PROBLEM: Among the entries below, find the lines with the word "table" and return them.

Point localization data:
-----
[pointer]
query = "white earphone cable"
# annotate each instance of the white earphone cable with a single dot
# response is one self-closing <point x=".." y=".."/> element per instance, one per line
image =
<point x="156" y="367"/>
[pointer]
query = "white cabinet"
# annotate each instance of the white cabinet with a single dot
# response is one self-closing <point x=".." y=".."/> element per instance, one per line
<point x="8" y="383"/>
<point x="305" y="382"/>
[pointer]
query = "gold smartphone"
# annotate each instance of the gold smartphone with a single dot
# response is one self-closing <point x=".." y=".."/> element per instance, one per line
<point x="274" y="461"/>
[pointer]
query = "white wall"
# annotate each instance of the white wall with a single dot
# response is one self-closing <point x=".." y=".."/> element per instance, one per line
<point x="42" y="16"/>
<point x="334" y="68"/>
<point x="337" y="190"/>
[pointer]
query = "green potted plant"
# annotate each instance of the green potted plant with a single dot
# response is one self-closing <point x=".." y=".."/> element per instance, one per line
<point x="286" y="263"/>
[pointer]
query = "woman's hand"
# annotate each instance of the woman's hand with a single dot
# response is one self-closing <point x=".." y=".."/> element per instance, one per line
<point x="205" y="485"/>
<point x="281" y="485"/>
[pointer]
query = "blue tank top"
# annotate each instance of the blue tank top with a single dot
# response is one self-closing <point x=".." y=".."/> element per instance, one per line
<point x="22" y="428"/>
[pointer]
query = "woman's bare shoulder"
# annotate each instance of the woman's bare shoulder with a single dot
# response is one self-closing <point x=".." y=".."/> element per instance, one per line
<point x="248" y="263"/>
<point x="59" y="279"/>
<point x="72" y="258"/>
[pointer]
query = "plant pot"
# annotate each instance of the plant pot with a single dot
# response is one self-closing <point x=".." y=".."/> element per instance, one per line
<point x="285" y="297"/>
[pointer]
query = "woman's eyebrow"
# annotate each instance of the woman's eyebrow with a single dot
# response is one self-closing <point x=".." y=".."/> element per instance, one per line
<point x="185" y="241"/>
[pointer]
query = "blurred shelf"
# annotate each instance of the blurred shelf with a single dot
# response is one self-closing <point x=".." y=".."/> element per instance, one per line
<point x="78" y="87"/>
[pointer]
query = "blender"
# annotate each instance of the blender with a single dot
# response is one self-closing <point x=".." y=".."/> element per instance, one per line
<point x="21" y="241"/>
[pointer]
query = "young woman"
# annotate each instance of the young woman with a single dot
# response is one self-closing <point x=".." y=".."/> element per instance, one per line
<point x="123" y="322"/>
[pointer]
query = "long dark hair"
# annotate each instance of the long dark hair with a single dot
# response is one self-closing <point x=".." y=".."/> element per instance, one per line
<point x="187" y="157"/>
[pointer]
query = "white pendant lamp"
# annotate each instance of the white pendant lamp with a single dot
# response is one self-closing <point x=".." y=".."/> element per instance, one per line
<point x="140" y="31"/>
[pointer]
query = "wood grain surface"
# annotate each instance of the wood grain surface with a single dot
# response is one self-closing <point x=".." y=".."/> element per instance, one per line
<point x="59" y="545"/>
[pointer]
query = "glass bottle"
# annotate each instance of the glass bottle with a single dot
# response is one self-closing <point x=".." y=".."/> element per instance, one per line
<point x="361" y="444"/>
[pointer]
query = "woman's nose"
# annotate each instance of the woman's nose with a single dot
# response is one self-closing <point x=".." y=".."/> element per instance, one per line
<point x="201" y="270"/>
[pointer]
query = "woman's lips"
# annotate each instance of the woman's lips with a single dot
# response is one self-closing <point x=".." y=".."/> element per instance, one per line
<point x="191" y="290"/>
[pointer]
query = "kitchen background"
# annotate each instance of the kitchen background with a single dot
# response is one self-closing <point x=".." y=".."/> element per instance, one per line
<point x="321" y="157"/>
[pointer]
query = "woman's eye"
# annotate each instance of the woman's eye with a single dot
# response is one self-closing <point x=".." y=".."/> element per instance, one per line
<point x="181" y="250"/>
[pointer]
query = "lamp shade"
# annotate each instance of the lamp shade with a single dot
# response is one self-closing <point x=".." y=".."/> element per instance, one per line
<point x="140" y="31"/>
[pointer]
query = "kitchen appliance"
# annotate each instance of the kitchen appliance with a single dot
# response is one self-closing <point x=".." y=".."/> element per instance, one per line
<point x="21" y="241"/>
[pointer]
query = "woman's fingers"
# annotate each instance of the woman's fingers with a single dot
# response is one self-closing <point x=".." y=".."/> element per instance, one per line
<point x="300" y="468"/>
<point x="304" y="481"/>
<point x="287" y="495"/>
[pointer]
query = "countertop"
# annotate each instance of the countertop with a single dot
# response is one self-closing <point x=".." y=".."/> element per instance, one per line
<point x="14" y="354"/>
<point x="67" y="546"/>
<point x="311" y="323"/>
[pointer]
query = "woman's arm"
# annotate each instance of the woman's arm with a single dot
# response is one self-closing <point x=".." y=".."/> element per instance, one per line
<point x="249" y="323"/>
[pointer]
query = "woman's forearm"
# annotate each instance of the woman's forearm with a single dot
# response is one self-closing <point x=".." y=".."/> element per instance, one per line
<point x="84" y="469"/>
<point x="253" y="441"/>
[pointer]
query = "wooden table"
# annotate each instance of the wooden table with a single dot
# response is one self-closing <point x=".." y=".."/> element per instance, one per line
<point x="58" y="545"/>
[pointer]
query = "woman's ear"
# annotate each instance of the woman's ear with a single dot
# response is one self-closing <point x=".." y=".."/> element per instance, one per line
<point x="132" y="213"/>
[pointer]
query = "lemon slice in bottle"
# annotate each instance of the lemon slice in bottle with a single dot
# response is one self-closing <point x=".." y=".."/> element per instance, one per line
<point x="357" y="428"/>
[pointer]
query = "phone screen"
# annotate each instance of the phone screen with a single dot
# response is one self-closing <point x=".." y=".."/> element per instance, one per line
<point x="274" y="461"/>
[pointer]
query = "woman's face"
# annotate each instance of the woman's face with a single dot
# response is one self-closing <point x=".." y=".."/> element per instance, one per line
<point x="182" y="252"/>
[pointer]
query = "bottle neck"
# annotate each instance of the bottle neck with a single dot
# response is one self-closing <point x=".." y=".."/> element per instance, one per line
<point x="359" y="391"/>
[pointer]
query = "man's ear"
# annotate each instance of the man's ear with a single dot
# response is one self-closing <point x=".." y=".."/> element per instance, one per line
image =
-----
SOLUTION TO THIS PROBLEM:
query = "wooden table"
# annotate each instance of the wooden table with a single dot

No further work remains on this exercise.